Task requirements: The expected output is the data below, restated word for word.

/---

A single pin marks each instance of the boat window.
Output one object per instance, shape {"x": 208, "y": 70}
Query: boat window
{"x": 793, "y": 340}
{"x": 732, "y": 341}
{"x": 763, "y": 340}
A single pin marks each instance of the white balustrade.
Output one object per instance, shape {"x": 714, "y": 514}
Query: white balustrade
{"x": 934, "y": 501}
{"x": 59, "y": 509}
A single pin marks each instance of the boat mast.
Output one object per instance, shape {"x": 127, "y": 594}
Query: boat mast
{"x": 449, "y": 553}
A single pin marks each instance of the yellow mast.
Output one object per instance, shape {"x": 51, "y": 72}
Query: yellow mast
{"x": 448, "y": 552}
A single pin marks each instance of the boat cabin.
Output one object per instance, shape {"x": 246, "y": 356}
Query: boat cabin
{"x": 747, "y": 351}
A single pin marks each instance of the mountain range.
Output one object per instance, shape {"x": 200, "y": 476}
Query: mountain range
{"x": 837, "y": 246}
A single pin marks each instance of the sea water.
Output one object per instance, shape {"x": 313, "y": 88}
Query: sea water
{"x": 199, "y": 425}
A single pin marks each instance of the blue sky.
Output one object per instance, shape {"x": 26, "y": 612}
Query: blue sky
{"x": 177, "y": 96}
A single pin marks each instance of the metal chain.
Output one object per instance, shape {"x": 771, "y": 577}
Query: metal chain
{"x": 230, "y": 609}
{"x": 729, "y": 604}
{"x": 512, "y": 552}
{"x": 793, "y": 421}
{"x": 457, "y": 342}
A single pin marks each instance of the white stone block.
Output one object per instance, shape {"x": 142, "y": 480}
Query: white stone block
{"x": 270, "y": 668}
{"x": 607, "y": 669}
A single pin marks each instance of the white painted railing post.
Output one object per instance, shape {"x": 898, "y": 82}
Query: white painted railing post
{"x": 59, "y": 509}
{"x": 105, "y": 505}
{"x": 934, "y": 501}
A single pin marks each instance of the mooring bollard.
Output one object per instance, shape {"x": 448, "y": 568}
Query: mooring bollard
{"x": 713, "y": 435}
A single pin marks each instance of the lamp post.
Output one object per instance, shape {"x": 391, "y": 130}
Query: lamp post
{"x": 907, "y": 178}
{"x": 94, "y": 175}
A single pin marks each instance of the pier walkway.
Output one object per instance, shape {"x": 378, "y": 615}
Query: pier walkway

\---

Problem solution:
A single pin marks each instance of the boat window.
Output one object per instance, shape {"x": 208, "y": 70}
Query: boat window
{"x": 793, "y": 340}
{"x": 732, "y": 341}
{"x": 763, "y": 340}
A single pin marks each instance of the white balustrade.
Output one object per instance, shape {"x": 714, "y": 514}
Query: white balustrade
{"x": 934, "y": 501}
{"x": 59, "y": 509}
A single pin marks each instance of the boat mast.
Output one object per instance, shape {"x": 127, "y": 594}
Query: boat mast
{"x": 449, "y": 553}
A single pin marks each instance of the yellow mast.
Output one object per instance, shape {"x": 51, "y": 72}
Query: yellow mast
{"x": 448, "y": 552}
A single pin marks each instance of the boat cabin.
Output one object per instance, shape {"x": 246, "y": 356}
Query: boat cabin
{"x": 747, "y": 351}
A single pin marks each instance of the mountain range.
Output one object per instance, shape {"x": 200, "y": 476}
Query: mountain range
{"x": 837, "y": 246}
A single pin marks each instance of the sea water.
Output one object per instance, shape {"x": 313, "y": 88}
Query: sea water
{"x": 199, "y": 425}
A single pin marks each instance of the blue sky.
Output one object per instance, shape {"x": 26, "y": 612}
Query: blue sky
{"x": 177, "y": 96}
A single pin marks each instance of the metal chain.
Output one object per instance, shape {"x": 771, "y": 577}
Query: metal chain
{"x": 230, "y": 609}
{"x": 729, "y": 604}
{"x": 512, "y": 552}
{"x": 793, "y": 421}
{"x": 457, "y": 342}
A single pin marks each instance of the white stone block.
Output one object per instance, shape {"x": 142, "y": 480}
Query: white stone block
{"x": 270, "y": 668}
{"x": 607, "y": 669}
A single pin marks each instance of the white painted railing post.
Output one object per instance, shape {"x": 898, "y": 82}
Query: white painted railing post
{"x": 59, "y": 509}
{"x": 105, "y": 505}
{"x": 934, "y": 501}
A single pin marks each instance of the mooring bollard.
Output one object per instance, shape {"x": 448, "y": 568}
Query: mooring bollard
{"x": 713, "y": 435}
A single pin marks each instance of the lamp post.
Output one object per instance, shape {"x": 391, "y": 130}
Query: lamp post
{"x": 907, "y": 178}
{"x": 94, "y": 175}
A single pin marks each instance of the pier walkway.
Output one object per instance, shape {"x": 378, "y": 615}
Query: pier walkway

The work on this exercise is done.